• _WHAT YOU HAVE TO DO_
Reproduce every one of the records below word for word, but leave the pictures out.

• _MATERIAL FOR THIS EXERCISE_
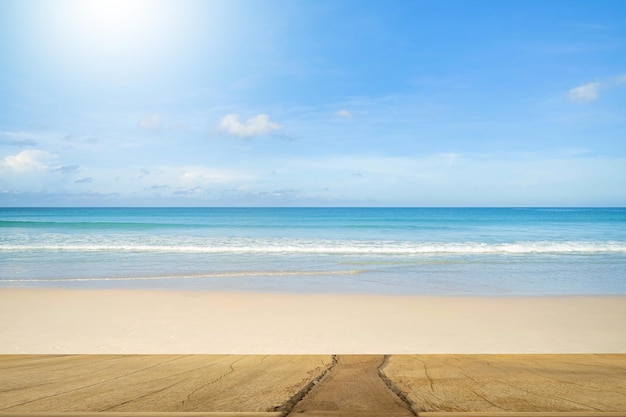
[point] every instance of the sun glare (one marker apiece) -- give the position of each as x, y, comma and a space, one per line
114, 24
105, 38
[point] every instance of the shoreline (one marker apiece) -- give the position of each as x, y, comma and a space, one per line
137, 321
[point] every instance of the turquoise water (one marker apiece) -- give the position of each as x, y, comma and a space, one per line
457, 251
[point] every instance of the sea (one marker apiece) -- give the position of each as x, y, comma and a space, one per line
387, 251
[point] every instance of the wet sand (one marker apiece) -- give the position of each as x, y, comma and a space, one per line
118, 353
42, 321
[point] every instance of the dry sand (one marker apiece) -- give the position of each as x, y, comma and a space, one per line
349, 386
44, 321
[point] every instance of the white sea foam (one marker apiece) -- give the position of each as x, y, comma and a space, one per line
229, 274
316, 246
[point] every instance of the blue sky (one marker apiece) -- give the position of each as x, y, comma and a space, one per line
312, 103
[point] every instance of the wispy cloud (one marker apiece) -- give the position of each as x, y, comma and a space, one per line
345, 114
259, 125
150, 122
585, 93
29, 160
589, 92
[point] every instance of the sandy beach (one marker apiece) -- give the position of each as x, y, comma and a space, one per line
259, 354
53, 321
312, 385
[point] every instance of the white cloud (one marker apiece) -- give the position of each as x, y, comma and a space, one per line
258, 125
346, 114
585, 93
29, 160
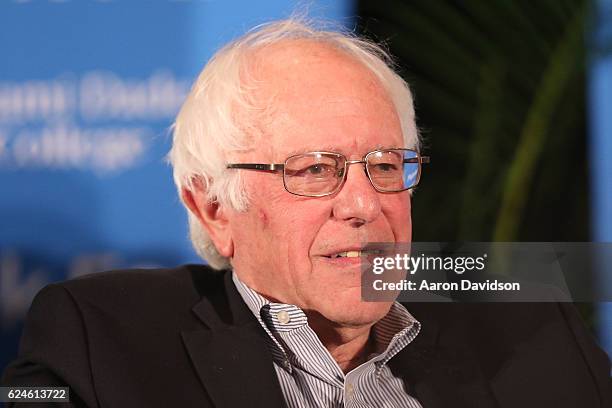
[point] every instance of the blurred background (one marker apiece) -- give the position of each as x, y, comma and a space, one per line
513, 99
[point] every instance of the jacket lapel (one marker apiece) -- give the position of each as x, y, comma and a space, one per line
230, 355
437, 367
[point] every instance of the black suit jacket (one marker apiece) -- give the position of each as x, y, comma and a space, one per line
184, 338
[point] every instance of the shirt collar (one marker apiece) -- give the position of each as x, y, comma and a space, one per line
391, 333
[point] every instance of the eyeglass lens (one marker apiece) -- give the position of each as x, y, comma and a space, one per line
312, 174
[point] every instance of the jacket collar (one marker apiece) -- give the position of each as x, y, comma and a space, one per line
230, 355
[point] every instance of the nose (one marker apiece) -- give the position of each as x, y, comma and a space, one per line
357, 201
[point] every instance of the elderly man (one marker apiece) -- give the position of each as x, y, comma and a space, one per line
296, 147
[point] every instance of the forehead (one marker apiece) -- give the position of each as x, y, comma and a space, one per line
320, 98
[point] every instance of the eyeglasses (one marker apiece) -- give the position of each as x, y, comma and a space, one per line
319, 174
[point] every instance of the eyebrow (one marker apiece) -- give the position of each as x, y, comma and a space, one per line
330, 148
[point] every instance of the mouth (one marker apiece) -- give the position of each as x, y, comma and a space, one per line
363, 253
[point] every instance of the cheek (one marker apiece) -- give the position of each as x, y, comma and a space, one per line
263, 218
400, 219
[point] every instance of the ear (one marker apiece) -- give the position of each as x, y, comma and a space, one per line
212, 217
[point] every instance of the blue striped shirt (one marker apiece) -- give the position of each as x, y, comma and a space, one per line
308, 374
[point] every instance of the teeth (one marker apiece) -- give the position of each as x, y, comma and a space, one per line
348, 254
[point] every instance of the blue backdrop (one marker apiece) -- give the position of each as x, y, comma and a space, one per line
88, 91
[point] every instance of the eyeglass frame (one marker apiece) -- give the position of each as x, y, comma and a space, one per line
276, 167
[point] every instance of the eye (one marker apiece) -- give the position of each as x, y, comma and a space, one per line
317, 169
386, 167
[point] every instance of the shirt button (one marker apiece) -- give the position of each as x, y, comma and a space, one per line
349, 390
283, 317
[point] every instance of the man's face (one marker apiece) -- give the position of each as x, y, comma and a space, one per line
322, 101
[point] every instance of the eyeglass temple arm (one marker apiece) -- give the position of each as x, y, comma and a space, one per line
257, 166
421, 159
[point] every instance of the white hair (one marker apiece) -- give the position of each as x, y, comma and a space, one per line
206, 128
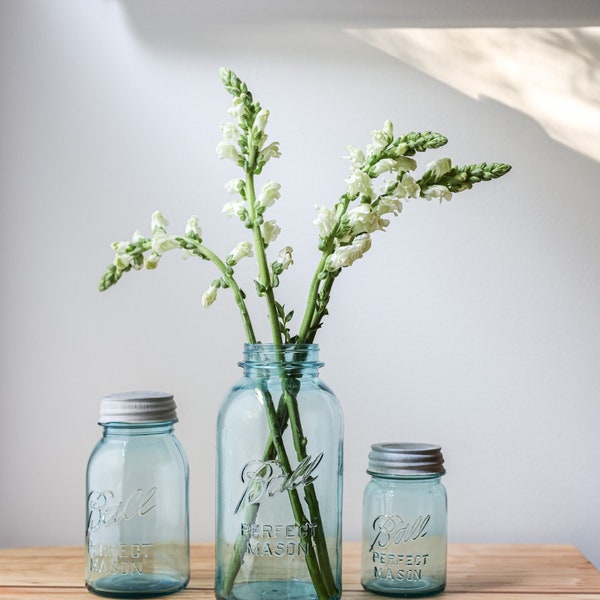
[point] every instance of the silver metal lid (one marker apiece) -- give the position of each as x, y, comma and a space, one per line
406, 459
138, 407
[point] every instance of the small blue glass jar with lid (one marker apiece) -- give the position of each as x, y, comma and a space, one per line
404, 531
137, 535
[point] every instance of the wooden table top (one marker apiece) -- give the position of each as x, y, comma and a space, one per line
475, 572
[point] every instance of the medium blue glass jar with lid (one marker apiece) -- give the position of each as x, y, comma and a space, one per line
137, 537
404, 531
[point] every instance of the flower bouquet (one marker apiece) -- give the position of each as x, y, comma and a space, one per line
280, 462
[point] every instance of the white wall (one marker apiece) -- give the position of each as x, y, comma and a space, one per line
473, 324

• _TASK RESPONSE_
[point] every instance of the sun glare (one marker apiece) -- give the position of each as x, y, comma and a space, one per line
114, 24
105, 38
[point] every instance of the shoreline (one marker apiece) -- give the position of each as x, y, comma and a space, one per line
137, 321
[point] every instance of the turquoise water (one marker apiece) -- give the position of each as x, y, comma and a space, one per line
457, 251
[point] every instance of the sea (one marker apiece) -- give the position of each as x, y, comma and a space, one per line
387, 251
[point] every instance of the wet sand (one marker apiece) -- give the position of each as x, y, comma and a space, one per line
118, 353
42, 321
[point] every instance of the dry sand (one marker apiece) -- give the position of each as x, y, comma and a space, one per line
349, 386
44, 321
[point] every instance of the white sea foam (one marker apiece) -- give the position of each as x, y, comma and a space, one per line
229, 274
316, 246
[point] every instance of the blue sky (one marker apiece) -- give the position of each as x, y, comma and a space, one per line
312, 103
[point] every instance of the wispy cloud (one marker apiece) -- give the position of each as x, y, comma and a space, one per line
345, 114
259, 125
150, 122
585, 93
29, 160
589, 92
[point] every instance of the sandy beach (one marker apiece) -- give the position of each as x, y, comma and a space, one per line
259, 354
53, 321
312, 385
[point] every instance of the white cloud (one marker apiece) -- give the position of each as x, y, comma and a space, one per line
258, 125
346, 114
585, 93
29, 160
[point] every instance of the blurred background (one marker apiece) -- give the position of each as x, y, comma and a space, one per line
513, 99
[point] every instance of the jacket lapel (one marker apiece) -- give the position of each as x, y, comma and a space, one per line
230, 355
437, 367
[point] every instance of the black suit jacket (one marker apiece) -- give the position of each as x, y, comma and a space, one per line
184, 338
[point] every instance of the shirt collar (one marker apiece) -- give the position of each as x, y, comma and a space, one per line
391, 333
[point] every instance of the eyeglass lens (one marker apiece) -- give the position of each as x, y, comma and a space, one per line
312, 174
[point] every instance of the jacket collar (one marker apiece) -- give the position of each as x, y, comma and a space, one per line
230, 355
[point] every instance of the nose (one marker apiece) -- give the position of each as x, y, comma and a space, one per line
357, 201
[point] every instance of the elderly man (one marker apiece) -- give the position of each as x, y, comma and a space, one per line
296, 147
[point] every instance of the forehead (one marker apiece) -- give the position of each as x, y, comma and a space, one per line
320, 98
[point] every instance of the eyeglasses (one marker apiece) -- give the position of each as x, y, comma and a space, one per line
319, 174
[point] every instance of the eyebrow (one marker apiece) -- give the position of each as x, y, comma and a space, one per line
330, 148
[point] every instance of the mouth (one marker apiece) -- give the position of each as x, y, comma and a space, one per line
363, 253
[point] every instance of the cheek (one marker apiece) -- give the position of each as x, y, comma and a space, one per line
263, 218
400, 219
[point] every instance of the ear (one marker apiece) -- give the position of each as x, y, comma and a space, one per line
212, 217
[point] every instance of the blue striped shirt (one marker apiece) -- give the position of each as x, y, comma and a space, one per line
308, 374
[point] every instance of the teeth (one marker apiece) -- give the position of each as x, y, comma and a space, one per line
348, 254
[point] every instance of the blue backdrop (one marker apiece) -- give the position of each as x, y, comma and a space, one per line
88, 91
[point] every instance of the eyeglass frame (one marker apiece) -- give the position of each as x, y, comma and a space, one per line
276, 167
[point] every instance of the eye (one marker apiece) -- give the position of each as x, y, comma and a space, one per line
317, 169
386, 167
[point] every instance of the shirt button (one marker apiece) -- give the position of each as x, y, comma and a space, one per line
349, 390
283, 317
[point] every instance of the man's face (one marker apiece) -- give the position of each as x, y, comma and a space, one per line
322, 101
[point] every instance of the eyeglass temple arm (one marker apiece) -- give the position of each as x, y, comma and a space, one per line
257, 166
421, 159
[point] every instance of the white hair (one marker apiece) -- give the position of each as x, y, comma and a space, one per line
206, 128
[point] every instance of the silver metal lid (one marker apiece) -- give the position of each as x, y, comma and a space, one per line
406, 459
138, 407
[point] every instance of the small blue glass jar with lid (one marker apiece) -- give the position of each as x, y, comma and a space, one per line
404, 531
137, 535
[point] every instance of the wooden table top (one marker apiece) -- give the position of each as x, y, comma and a space, one per line
475, 572
[point] every instance of the medium blue glass jar with lid (one marker apiece) -- give the position of each as x, y, comma and a space, one per line
137, 537
404, 531
[point] every instance of the flower bouquet (one marker apiece) -- give the position of each as x, y, comma and a space, one per line
280, 462
[point] every instance of the white wall (one marker apiece) -- give the position of each as x, y, comma and a space, one per line
473, 324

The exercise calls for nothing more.